» **Data lines**
────────

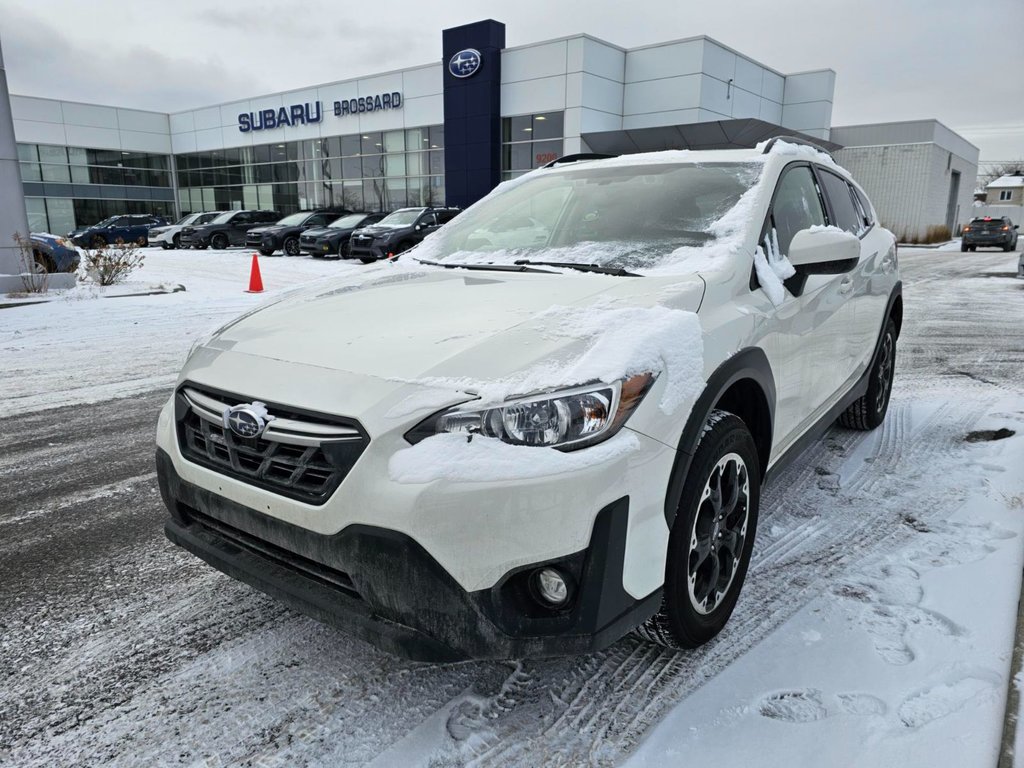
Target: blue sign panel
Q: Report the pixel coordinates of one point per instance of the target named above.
(465, 62)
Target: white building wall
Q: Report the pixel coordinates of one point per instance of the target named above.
(45, 121)
(217, 127)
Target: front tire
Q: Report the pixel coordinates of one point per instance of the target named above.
(868, 411)
(712, 538)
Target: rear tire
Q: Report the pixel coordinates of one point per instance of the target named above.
(868, 411)
(712, 538)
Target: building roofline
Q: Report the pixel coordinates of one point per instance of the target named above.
(906, 122)
(89, 103)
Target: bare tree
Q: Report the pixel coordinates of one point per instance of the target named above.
(995, 170)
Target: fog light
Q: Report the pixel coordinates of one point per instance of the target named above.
(552, 587)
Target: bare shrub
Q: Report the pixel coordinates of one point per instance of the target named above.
(35, 278)
(111, 264)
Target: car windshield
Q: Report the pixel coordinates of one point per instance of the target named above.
(613, 215)
(295, 218)
(347, 222)
(404, 217)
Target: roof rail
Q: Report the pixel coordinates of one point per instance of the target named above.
(795, 140)
(578, 158)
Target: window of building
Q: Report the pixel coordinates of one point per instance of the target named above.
(530, 141)
(797, 206)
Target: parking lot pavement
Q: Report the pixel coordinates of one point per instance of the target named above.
(873, 556)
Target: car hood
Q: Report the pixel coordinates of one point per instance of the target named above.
(408, 324)
(325, 231)
(378, 229)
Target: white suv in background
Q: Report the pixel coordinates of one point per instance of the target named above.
(549, 423)
(170, 236)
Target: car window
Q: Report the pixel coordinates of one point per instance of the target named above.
(864, 206)
(841, 201)
(797, 206)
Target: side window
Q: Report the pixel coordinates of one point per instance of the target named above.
(847, 216)
(797, 206)
(864, 206)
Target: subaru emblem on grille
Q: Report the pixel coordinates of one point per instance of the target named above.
(247, 419)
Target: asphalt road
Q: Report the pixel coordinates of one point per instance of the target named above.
(117, 647)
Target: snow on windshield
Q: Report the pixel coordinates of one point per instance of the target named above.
(639, 215)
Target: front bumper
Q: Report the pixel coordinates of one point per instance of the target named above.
(383, 587)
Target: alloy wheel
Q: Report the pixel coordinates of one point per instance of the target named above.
(718, 535)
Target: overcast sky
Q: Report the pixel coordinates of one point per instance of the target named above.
(961, 61)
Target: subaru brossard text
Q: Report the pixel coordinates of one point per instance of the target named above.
(549, 424)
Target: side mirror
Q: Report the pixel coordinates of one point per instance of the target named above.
(823, 251)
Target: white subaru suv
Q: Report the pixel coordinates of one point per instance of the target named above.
(549, 424)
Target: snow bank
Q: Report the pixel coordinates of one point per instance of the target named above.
(620, 342)
(453, 457)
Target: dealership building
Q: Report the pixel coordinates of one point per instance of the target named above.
(449, 131)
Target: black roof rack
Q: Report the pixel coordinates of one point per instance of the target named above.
(578, 158)
(795, 140)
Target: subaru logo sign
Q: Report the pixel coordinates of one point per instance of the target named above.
(465, 62)
(247, 420)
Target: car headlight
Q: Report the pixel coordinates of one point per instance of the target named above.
(567, 420)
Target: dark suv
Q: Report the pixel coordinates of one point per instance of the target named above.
(989, 231)
(285, 235)
(227, 229)
(396, 232)
(133, 227)
(332, 241)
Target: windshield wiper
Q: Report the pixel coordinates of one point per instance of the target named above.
(517, 267)
(615, 270)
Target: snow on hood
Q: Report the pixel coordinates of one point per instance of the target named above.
(476, 332)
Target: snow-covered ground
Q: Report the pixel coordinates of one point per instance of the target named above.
(877, 626)
(81, 348)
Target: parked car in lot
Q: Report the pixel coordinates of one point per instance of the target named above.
(228, 228)
(396, 232)
(332, 241)
(132, 227)
(53, 253)
(532, 448)
(170, 236)
(989, 231)
(284, 236)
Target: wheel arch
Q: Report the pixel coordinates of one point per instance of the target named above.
(744, 386)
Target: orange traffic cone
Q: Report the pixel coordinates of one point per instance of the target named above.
(255, 281)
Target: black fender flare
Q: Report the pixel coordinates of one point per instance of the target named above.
(751, 363)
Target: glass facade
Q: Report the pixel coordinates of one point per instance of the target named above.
(377, 171)
(529, 141)
(70, 186)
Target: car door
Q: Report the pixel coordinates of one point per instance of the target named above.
(875, 274)
(240, 223)
(807, 336)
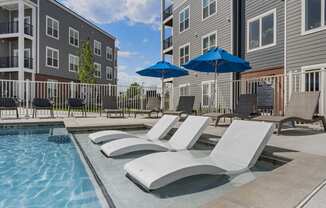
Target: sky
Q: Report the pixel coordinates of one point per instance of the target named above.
(135, 24)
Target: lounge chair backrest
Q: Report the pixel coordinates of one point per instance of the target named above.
(153, 103)
(75, 102)
(189, 132)
(41, 102)
(110, 102)
(8, 103)
(162, 127)
(303, 105)
(247, 105)
(186, 104)
(242, 144)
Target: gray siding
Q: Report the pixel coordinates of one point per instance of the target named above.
(219, 22)
(85, 32)
(271, 57)
(302, 50)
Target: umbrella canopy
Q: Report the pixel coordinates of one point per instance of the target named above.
(163, 70)
(218, 60)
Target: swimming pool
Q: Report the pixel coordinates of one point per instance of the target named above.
(39, 169)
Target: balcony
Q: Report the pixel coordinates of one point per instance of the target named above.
(167, 45)
(12, 62)
(12, 27)
(167, 16)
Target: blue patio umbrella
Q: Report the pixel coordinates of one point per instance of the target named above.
(217, 60)
(163, 70)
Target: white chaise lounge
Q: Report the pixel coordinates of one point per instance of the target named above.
(158, 131)
(237, 151)
(184, 138)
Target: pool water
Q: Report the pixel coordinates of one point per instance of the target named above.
(38, 169)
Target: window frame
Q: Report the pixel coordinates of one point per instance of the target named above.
(46, 55)
(100, 44)
(202, 10)
(46, 29)
(303, 19)
(181, 11)
(208, 36)
(73, 30)
(182, 86)
(100, 66)
(260, 19)
(74, 56)
(106, 54)
(181, 47)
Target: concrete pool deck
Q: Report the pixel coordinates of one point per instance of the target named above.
(286, 186)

────────

» **Direction**
Repeat the material above in full and exactly, omitting the pictures.

» **Task output**
Target: blue sign panel
Q: Report the pixel coordinates of one point per instance of the target named above.
(465, 62)
Target: white building wall
Q: Report the pixel coordinates of one point per instance of the target named above.
(45, 121)
(217, 127)
Target: front tire
Q: Report the pixel coordinates of one point per instance of the target named above.
(868, 411)
(712, 538)
Target: rear tire
Q: Report the pixel coordinates of one point per instance of the target named above.
(868, 411)
(712, 538)
Target: building roofline
Q: Report the pixel coordinates of one point per instance of the target named above.
(906, 122)
(89, 103)
Target: bare tree
Q: Report the pixel coordinates of one point per instance of the target named above.
(995, 170)
Target: fog light
Q: Report the pixel coordinates of one point per instance of the target named above.
(552, 587)
Target: bare shrub
Q: Report the pixel coordinates of one point per instance of the target named above.
(35, 278)
(111, 264)
Target: car windshield
Q: Report the pixel coordinates of one point per instance of the target named above.
(613, 215)
(295, 218)
(347, 222)
(404, 217)
Target: roof rail
Q: Report the pixel coordinates of one point per instance of the target named above.
(795, 140)
(578, 158)
Target: window of building
Q: Report the pixel coordinates of one point per instance of the target named above.
(530, 141)
(797, 206)
Target: parking lot pavement
Q: Report the pixel coordinates of one point per instance of the target named above.
(873, 556)
Target: car hood
Q: Report the pixel coordinates of one point per instance of the target named above.
(408, 324)
(325, 231)
(378, 229)
Target: white suv in background
Q: Report the pixel coordinates of one point per instance of the target named above.
(549, 423)
(170, 236)
Target: car window
Q: Report the pixel coordinates of one point per instance of the target named above.
(864, 206)
(841, 201)
(797, 206)
Target: side window
Q: Report the pixel coordinates of one point per instance of the target named above.
(847, 216)
(797, 206)
(864, 206)
Target: subaru emblem on grille
Q: Report the pixel coordinates of one point per instance of the target named above.
(247, 419)
Target: asphalt road
Q: Report the pixel coordinates of one point per instance of the target named above.
(117, 647)
Target: snow on windshield
Q: Report the pixel coordinates of one point per instance of the target named above.
(639, 215)
Target: front bumper
Q: Report the pixel coordinates of one point per instance of the target named above.
(383, 587)
Target: alloy wheel
Q: Report the pixel coordinates of one point per instance of the target named above.
(718, 535)
Target: overcast sky
Q: Report the pixel coordinates of one point per instance of the target named above.
(961, 61)
Target: subaru brossard text
Q: Report the pixel coordinates of one point per instance of the target named above.
(549, 424)
Target: side mirror
Q: Report the pixel coordinates of one point per instance of the target named above.
(823, 251)
Target: white subaru suv
Q: Report the pixel coordinates of one point per instance of the target named above.
(549, 424)
Target: snow bank
Q: Report the pixel coordinates of one point per instance of the target named above.
(620, 342)
(453, 457)
Target: dealership building
Q: Report the pixel coordinates of one point per instance of the target named above.
(449, 131)
Target: black roof rack
Q: Report the pixel coordinates of one point per instance of the target named above.
(578, 158)
(795, 140)
Target: subaru logo sign
Q: Report the pixel coordinates of one point per instance of the target named above.
(465, 62)
(247, 420)
Target: car headlight
Q: Report the pixel coordinates of one point per instance of the target named above.
(567, 420)
Target: dark suv
Q: Report the pixel coordinates of one point per instance of the target named above.
(989, 231)
(285, 235)
(227, 229)
(396, 232)
(133, 227)
(332, 241)
Target: windshield wiper
Q: Report the pixel coordinates of one point per instance of the target named above.
(517, 267)
(615, 270)
Target: snow on hood
Q: Report the pixel coordinates of one point per instance of the target named above.
(476, 332)
Target: snow-covered ground
Q: Report the pixel coordinates of one point per instance of the target named above.
(877, 626)
(81, 348)
Target: parked car in lot
Q: Report the pixel coordinates of one point per instance of the target named above.
(228, 228)
(396, 232)
(332, 241)
(132, 227)
(53, 253)
(532, 448)
(170, 236)
(989, 231)
(284, 236)
Target: wheel arch
Q: Report the pixel coordinates of one point per instance of the target named above.
(744, 386)
Target: orange traffic cone
Q: Report the pixel coordinates of one point per instance of the target named above.
(255, 281)
Target: black fender flare
Q: Report the pixel coordinates of one point per instance of the target named above.
(751, 363)
Target: glass facade
Q: Report the pixel coordinates of one point per instance of the target named above.
(377, 171)
(529, 141)
(70, 186)
Target: car door
Q: Report the pixel coordinates of one point per instance of the target named above.
(875, 274)
(240, 223)
(807, 336)
Target: sky
Q: Report the pixel coordinates of one point per instance of the target named above.
(135, 24)
Target: lounge chair backrest
Q: Report the pixel coordinates of one point per instance of the target named above.
(153, 103)
(75, 102)
(189, 132)
(41, 102)
(110, 102)
(8, 103)
(162, 127)
(303, 105)
(247, 105)
(186, 104)
(242, 144)
Target: gray siding
Q: Report the pixel coordinates of one point per instance of the target named above.
(219, 22)
(85, 32)
(271, 57)
(302, 50)
Target: umbrella canopy
Q: Report the pixel coordinates of one point per instance of the target named above.
(163, 70)
(218, 60)
Target: swimming pool
Q: Report the pixel coordinates of one point per instance of the target named above.
(39, 169)
Target: balcony
Q: Report the pixel coordinates of one point per instance of the target named above.
(167, 45)
(12, 62)
(12, 27)
(167, 16)
Target: blue patio umbrella
Q: Report the pixel coordinates of one point per instance of the target named above.
(217, 60)
(163, 70)
Target: white chaise lounge
Q: Report the pixel coordinates of one point per instance of the target named above.
(158, 131)
(237, 151)
(184, 138)
Target: pool water
Q: Report the pixel coordinates of one point per instance of the target named above.
(38, 169)
Target: window frame
Q: Report the pixel coordinates of one point per instance of the target named above.
(46, 55)
(100, 44)
(202, 10)
(46, 29)
(303, 19)
(181, 11)
(208, 36)
(73, 30)
(182, 86)
(100, 66)
(260, 19)
(74, 56)
(106, 54)
(181, 47)
Target: concrete pool deck
Q: Report the pixel coordinates of one point per instance of the target named above.
(286, 186)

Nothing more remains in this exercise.